* READING TEXT:
^^^^
# Marble Wall / Floor Grout Maintenance ?



## We Fix Houses (Aug 15, 2007)

Have a customer that has a custom marble shower installed about 10 yrs ago that needs maintenance. 

Its in good shape other than the lower course or two (12 x 12 marble) - the grout is loose / falling out in a few places. The wall / floor joint is just beginning to show a crack a bit. The customer does remember the Hydroban - blue being installed - so its a good install.

There is only grout in all joints now. No caulk in the corners or floor / wall seam.

I've done a lot of maint to ceramic tile, regrout and silicone the seams.

What about on this marble that is white with a black seam ? I intend to remove what grout is loose with my Fein MM and regrout the wall joints with modified grout. 

What about the wall / floor joint ? Same maint with my MM and regrout only where needed. Should I caulk the floor / wall joint with silicone too even though there is none there now or just leave it grout ?


----------



## angus242 (Oct 20, 2007)

Caulk change of plane seams with 100% silicone.

Clean the entire shower and reseal:
http://www2.dupont.com/Stone_Tech_Professional/en_US/products/clean/stone_tile_cleaner.html
http://www2.dupont.com/Stone_Tech_Professional/en_US/products/Protect/heavy_duty_sealer.html


----------



## We Fix Houses (Aug 15, 2007)

Appreciate it Angus. I think I can sell some addl apps in the bath too with the tech info you provided. I just worry about marble ? I think the DuPont stuff covers it.
^^^^
* EXERCISE INPUTS:

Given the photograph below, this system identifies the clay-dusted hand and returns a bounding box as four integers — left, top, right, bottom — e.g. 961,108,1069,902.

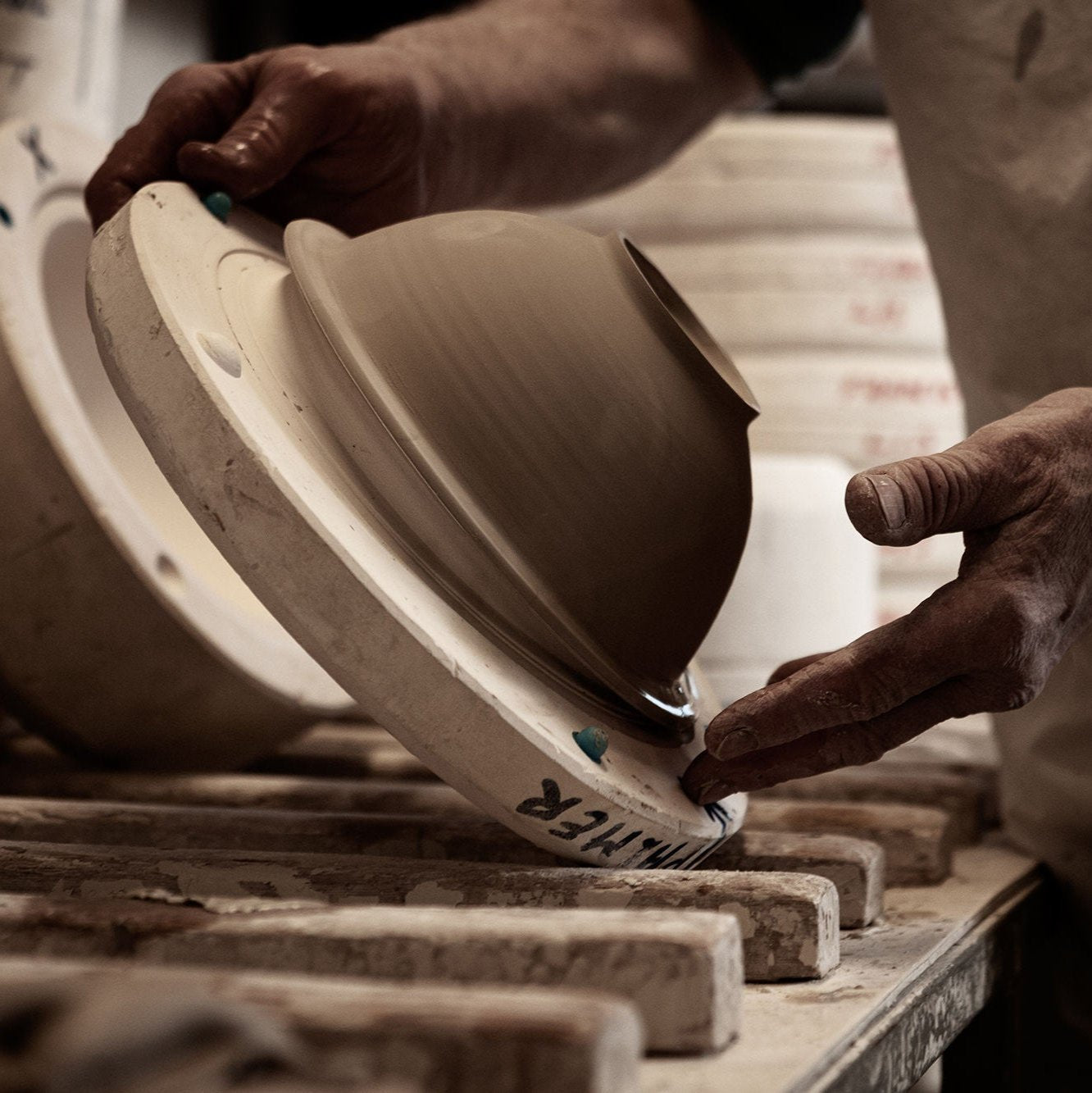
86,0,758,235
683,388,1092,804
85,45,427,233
^^^^
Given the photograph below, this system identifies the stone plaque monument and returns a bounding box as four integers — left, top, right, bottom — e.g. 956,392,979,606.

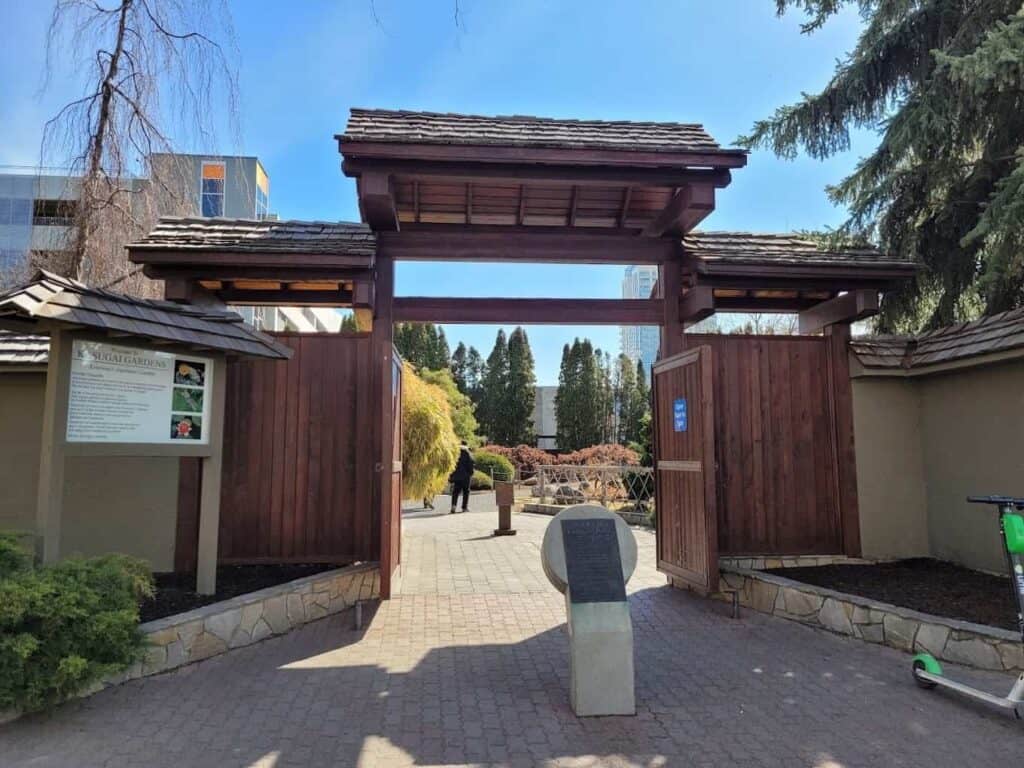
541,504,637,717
^^^^
* TASK 1: Return the passage from the marble grout thread starting with "What about the" and going on through "with 100% silicone.", copied word for word.
* TASK 2: Select each line of the entries that contains the word "identifies".
The forum thread and the entries have nothing to do with each other.

* CORRECT OUTPUT 1:
What about the wall / floor joint ? Same maint with my MM and regrout only where needed. Should I caulk the floor / wall joint with silicone too even though there is none there now or just leave it grout ?


----------



## angus242 (Oct 20, 2007)

Caulk change of plane seams with 100% silicone.

* CORRECT OUTPUT 2:
Given the photograph below, this system identifies the clay-dusted hand and returns a bounding box as four integers — left, top, right, bottom — e.g. 961,108,1069,902.
Given the photograph below, this system identifies the stone plaque monument and returns a bounding box as four integers — left, top, right, bottom — e.g. 956,392,979,606.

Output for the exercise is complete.